◆ **The records**:
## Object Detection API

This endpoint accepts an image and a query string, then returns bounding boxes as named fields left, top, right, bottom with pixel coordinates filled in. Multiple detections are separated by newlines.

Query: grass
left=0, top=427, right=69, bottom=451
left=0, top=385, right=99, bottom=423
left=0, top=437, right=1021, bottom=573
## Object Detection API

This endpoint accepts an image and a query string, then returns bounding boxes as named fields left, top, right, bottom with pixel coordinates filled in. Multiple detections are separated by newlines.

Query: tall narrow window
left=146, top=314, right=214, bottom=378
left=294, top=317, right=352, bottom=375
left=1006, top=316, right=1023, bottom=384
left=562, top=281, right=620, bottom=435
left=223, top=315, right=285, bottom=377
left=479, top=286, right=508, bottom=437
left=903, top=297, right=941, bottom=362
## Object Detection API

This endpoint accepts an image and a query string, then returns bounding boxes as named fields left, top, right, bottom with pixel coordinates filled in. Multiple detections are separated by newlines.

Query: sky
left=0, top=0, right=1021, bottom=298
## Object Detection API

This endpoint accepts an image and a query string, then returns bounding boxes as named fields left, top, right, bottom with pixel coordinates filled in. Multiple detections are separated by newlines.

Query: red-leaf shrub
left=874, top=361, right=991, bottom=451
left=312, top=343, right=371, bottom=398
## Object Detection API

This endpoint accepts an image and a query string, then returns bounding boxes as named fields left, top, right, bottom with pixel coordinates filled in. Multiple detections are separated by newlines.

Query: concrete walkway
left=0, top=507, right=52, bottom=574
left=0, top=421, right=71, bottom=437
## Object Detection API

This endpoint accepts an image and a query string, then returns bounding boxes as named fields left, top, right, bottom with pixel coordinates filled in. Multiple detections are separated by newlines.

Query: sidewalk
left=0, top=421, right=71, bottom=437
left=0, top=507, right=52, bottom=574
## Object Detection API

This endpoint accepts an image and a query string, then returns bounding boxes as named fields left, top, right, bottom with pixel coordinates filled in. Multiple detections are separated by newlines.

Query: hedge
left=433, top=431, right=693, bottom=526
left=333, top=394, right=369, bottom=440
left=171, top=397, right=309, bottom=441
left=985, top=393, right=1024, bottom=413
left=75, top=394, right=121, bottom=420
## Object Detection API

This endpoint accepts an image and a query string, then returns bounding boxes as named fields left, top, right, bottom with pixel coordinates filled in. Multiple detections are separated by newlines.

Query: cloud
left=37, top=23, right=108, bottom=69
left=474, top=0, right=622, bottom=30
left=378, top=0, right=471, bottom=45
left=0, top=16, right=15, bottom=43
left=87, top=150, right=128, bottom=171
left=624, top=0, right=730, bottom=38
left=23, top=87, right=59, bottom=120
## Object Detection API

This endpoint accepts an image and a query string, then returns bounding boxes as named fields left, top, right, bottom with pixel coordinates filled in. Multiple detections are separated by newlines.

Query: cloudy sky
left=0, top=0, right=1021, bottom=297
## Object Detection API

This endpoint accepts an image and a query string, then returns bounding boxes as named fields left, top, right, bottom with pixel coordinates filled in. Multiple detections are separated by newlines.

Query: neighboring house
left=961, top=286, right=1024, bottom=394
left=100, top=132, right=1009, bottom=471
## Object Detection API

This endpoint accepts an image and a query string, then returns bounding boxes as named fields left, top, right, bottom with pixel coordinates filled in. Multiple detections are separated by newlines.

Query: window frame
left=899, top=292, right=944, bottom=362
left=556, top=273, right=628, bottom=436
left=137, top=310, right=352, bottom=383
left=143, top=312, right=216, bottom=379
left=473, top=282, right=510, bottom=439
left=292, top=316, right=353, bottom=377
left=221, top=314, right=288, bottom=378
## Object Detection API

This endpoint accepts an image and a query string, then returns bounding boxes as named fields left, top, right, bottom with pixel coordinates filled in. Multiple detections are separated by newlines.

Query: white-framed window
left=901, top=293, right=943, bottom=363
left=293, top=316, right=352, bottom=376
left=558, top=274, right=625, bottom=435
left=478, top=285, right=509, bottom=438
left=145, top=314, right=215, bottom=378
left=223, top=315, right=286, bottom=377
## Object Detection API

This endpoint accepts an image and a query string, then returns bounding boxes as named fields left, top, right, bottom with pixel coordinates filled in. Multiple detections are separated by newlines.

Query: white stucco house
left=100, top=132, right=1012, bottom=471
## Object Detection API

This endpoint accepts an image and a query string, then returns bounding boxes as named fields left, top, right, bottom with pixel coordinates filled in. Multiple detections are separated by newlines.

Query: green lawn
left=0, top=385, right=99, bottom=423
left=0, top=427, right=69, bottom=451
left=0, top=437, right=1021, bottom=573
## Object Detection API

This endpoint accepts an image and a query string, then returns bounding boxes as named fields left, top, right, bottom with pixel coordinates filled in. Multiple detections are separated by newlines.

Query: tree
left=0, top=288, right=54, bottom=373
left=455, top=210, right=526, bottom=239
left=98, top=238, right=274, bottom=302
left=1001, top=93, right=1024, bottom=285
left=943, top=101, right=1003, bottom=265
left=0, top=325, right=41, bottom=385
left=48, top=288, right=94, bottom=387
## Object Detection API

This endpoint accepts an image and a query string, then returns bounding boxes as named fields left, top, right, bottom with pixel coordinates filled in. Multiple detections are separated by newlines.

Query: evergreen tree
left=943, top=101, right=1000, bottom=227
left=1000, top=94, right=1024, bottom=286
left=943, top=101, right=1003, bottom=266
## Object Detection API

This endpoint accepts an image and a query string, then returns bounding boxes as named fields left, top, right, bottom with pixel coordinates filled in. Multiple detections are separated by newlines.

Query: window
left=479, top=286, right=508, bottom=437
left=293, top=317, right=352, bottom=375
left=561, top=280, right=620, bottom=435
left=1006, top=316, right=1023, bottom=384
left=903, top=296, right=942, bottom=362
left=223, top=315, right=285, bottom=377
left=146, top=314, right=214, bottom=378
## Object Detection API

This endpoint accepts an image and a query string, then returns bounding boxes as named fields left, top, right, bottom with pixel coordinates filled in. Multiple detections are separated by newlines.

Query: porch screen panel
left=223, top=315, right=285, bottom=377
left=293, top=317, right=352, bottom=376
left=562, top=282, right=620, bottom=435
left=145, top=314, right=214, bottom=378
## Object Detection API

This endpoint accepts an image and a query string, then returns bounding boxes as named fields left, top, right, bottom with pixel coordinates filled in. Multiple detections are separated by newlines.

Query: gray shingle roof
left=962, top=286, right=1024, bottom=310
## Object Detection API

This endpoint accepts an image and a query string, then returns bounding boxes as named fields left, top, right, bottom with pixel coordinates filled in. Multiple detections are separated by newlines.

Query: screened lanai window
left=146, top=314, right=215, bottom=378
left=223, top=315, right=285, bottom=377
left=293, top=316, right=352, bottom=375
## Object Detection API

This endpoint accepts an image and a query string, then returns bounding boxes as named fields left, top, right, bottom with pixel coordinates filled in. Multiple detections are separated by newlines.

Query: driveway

◆ **Exercise aim**: Retyping the data above exactly and in full is the task.

◆ **Result for this task**:
## Object Detection API

This endpoint accepts an image and a query string, then returns bounding boxes as named fields left, top, right, bottom with pixel coordinates filled in. Multiple detections are separated by newlines.

Query: grass
left=0, top=427, right=69, bottom=451
left=0, top=385, right=99, bottom=423
left=0, top=437, right=1021, bottom=573
## Object Detection API

This endpoint accepts an image and a query string, then returns bounding boxes as named fields left, top, right, bottom with pixel coordinates filled in. Multiple detections are separated by newlines.

Query: tall narrow window
left=146, top=314, right=214, bottom=378
left=294, top=317, right=352, bottom=375
left=1006, top=316, right=1023, bottom=384
left=562, top=281, right=620, bottom=435
left=223, top=315, right=285, bottom=377
left=479, top=286, right=508, bottom=437
left=903, top=297, right=941, bottom=362
## Object Detection API

This endpoint accepts an image and a query string, then returns bounding boxes as named fields left, top, right, bottom with pixel coordinates filled in. Multiple detections are separated by newlines.

Query: sky
left=0, top=0, right=1021, bottom=298
## Object Detection API

This endpoint accepts an image and a query string, then returns bounding boxes as named fields left, top, right, bottom with pixel coordinates filled in. Multiple detections are separated by newlines.

Query: red-leaf shrub
left=874, top=361, right=991, bottom=451
left=312, top=343, right=371, bottom=398
## Object Detection API

This endpoint accepts an image and a query string, then returns bounding boxes as named fields left, top, right, bottom with pixel coordinates filled in. Multiple detections are separated by newlines.

Query: concrete walkway
left=0, top=507, right=52, bottom=574
left=0, top=421, right=71, bottom=437
## Object Detection API

This endpoint accepts an image and a query string, then returns bounding boxes as named fields left, top, right, bottom with pixel coordinates filled in. Multiple detections are separated by newlines.

Query: sidewalk
left=0, top=421, right=71, bottom=437
left=0, top=507, right=52, bottom=574
## Object Detection API

This endpoint accepts an image and a query string, then returns bounding boxes as named fields left, top, right, bottom with pixel coordinates filled in. Multiple detections are separated by newlines.

Query: hedge
left=433, top=431, right=693, bottom=526
left=333, top=394, right=369, bottom=440
left=171, top=397, right=309, bottom=441
left=985, top=393, right=1024, bottom=413
left=75, top=394, right=121, bottom=420
## Object Detection API

This endpoint accepts an image and a query string, then returns bounding boxes as named fields left, top, right, bottom with pixel coordinates filled in. Multiple detections are separated by newlines.

Query: cloud
left=37, top=23, right=108, bottom=69
left=474, top=0, right=622, bottom=30
left=378, top=0, right=471, bottom=45
left=0, top=16, right=15, bottom=43
left=87, top=150, right=128, bottom=171
left=624, top=0, right=730, bottom=38
left=23, top=87, right=59, bottom=120
## Object Detection API

This endpoint accepts an image and a query string, then returns bounding boxes as named fields left, top, right, bottom with pixel coordinates filled in. Multiple detections are separated by newlines.

Query: cloudy sky
left=0, top=0, right=1021, bottom=297
## Object Detection API

This endpoint accepts an image and a query string, then returns bounding boxes as named fields left, top, right, bottom with pixel coordinates filled in. Multiple detections are separated by newlines.

Query: neighboring house
left=961, top=286, right=1024, bottom=394
left=100, top=132, right=1009, bottom=471
## Object Detection API

This endpoint accepts an image and a query string, then returns bounding boxes as named fields left, top, right, bottom with pixel coordinates filled in. Multiple detections are separated by newlines.

Query: window frame
left=899, top=292, right=944, bottom=362
left=556, top=273, right=628, bottom=436
left=137, top=310, right=352, bottom=383
left=143, top=312, right=216, bottom=379
left=473, top=282, right=510, bottom=439
left=292, top=316, right=353, bottom=377
left=221, top=314, right=288, bottom=378
## Object Detection API

This endpoint accepts an image and a query string, then returns bounding boxes as named fields left, top, right, bottom with pixel coordinates filled in. Multiple detections are separated by newlines.

Query: white-framed window
left=901, top=293, right=943, bottom=363
left=293, top=316, right=352, bottom=376
left=558, top=274, right=625, bottom=435
left=478, top=285, right=509, bottom=438
left=145, top=314, right=215, bottom=378
left=223, top=315, right=286, bottom=377
## Object Detection API

This endpoint accepts an image and a query string, then returns bounding boxes as named fields left, top, right, bottom with pixel coordinates filled in. Multiple detections are separated by newlines.

Query: white stucco house
left=100, top=132, right=1012, bottom=471
## Object Detection API

This endpoint accepts an image and a query string, then returns bounding boxes as named fields left, top, right, bottom with pixel coordinates filled in. Multiple detections are separated by newlines.

Query: green lawn
left=0, top=385, right=99, bottom=423
left=0, top=427, right=69, bottom=451
left=0, top=437, right=1021, bottom=573
## Object Detection API

This endpoint accepts an image and a query string, then returns bounding boxes as named fields left, top, right, bottom with pixel coordinates filled in. Multiple detections are separated by newlines.

Query: tree
left=0, top=288, right=54, bottom=373
left=455, top=210, right=526, bottom=239
left=98, top=238, right=274, bottom=302
left=1001, top=93, right=1024, bottom=285
left=943, top=101, right=1003, bottom=265
left=0, top=325, right=41, bottom=385
left=48, top=288, right=94, bottom=387
## Object Detection API

This endpoint accepts an image and a query string, then returns bounding boxes as named fields left, top, right, bottom with pixel coordinates filled in. Multiple detections are separated by newlines.

Query: evergreen tree
left=943, top=101, right=1000, bottom=227
left=1000, top=94, right=1024, bottom=286
left=943, top=101, right=1003, bottom=266
## Object Detection API

This endpoint accepts an image and a query string, then returns bounding boxes as named fields left, top, right, bottom with pixel coordinates filled in. Multiple detections are separated by newlines.

Query: window
left=479, top=286, right=508, bottom=437
left=293, top=317, right=352, bottom=375
left=561, top=280, right=620, bottom=435
left=1006, top=316, right=1023, bottom=384
left=903, top=296, right=942, bottom=362
left=223, top=315, right=285, bottom=377
left=146, top=314, right=214, bottom=378
## Object Detection API

This endpoint accepts an image and a query string, then returns bounding boxes as named fields left, top, right, bottom with pixel coordinates filled in. Multiple detections are separated by newlines.

Query: porch screen panel
left=223, top=315, right=285, bottom=377
left=293, top=317, right=352, bottom=376
left=562, top=282, right=620, bottom=435
left=145, top=314, right=214, bottom=378
## Object Detection API

This endpoint accepts an image and a query string, then returns bounding boxes as named fields left, top, right, bottom with pixel coordinates filled in. Multiple detections are separated by newlines.

Query: gray shingle roof
left=962, top=286, right=1024, bottom=310
## Object Detection API

This endpoint accepts an image and a query string, then returns bounding boxes as named fields left, top, right, bottom with pixel coordinates filled in. Multiple detections are separated by newlines.

Query: screened lanai window
left=146, top=314, right=215, bottom=378
left=223, top=315, right=285, bottom=377
left=293, top=316, right=352, bottom=375
## Object Detection API

This endpoint accepts an image and a query string, then returns bounding boxes as named fields left, top, right, bottom with pixel coordinates filled in. Multiple detections are separated by newlines.

Query: driveway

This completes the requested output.